• _Task_
Rewrite the lines from the one containing "Target: pedestrian in background" through the last line, inclusive, requests and all. Scale every coordinate in the answers by 0.35 and round to whole numbers, with halves rounded up.

Lines of labeled points
══════════════════════════════

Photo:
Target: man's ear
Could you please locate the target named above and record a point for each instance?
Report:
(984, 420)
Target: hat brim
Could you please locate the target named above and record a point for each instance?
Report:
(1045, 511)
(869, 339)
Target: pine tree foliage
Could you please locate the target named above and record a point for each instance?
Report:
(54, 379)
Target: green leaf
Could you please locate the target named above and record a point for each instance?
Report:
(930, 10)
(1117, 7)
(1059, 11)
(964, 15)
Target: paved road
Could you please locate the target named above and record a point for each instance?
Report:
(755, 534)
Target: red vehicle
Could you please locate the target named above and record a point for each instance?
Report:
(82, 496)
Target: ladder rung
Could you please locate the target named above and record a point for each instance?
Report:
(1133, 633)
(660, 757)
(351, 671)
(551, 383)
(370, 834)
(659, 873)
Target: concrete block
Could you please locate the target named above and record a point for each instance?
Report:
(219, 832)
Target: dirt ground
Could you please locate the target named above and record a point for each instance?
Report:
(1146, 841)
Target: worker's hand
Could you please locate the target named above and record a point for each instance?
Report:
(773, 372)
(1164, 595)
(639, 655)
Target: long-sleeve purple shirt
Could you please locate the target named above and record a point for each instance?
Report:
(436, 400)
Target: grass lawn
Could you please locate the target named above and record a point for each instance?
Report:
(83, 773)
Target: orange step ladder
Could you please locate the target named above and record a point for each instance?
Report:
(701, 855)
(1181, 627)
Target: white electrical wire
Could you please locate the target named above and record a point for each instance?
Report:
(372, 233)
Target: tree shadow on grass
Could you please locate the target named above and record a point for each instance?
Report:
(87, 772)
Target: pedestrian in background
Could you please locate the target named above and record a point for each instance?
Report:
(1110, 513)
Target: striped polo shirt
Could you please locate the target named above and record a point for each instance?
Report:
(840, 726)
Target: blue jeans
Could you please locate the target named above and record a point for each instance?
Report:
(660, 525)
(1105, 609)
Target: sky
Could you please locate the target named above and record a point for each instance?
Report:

══════════════════════════════

• _Result below_
Target: pedestrian in background
Could you please locate the target named above and record a point for each instance?
Report:
(389, 180)
Target: striped polo shirt
Could you please locate the target named above and record a point for each instance?
Report:
(294, 254)
Target: blue jeans
Could you please locate the target named above and record a point for each instance?
Report:
(231, 184)
(387, 213)
Target: sky
Could you please locate the target named above and record a point for each instance?
Report:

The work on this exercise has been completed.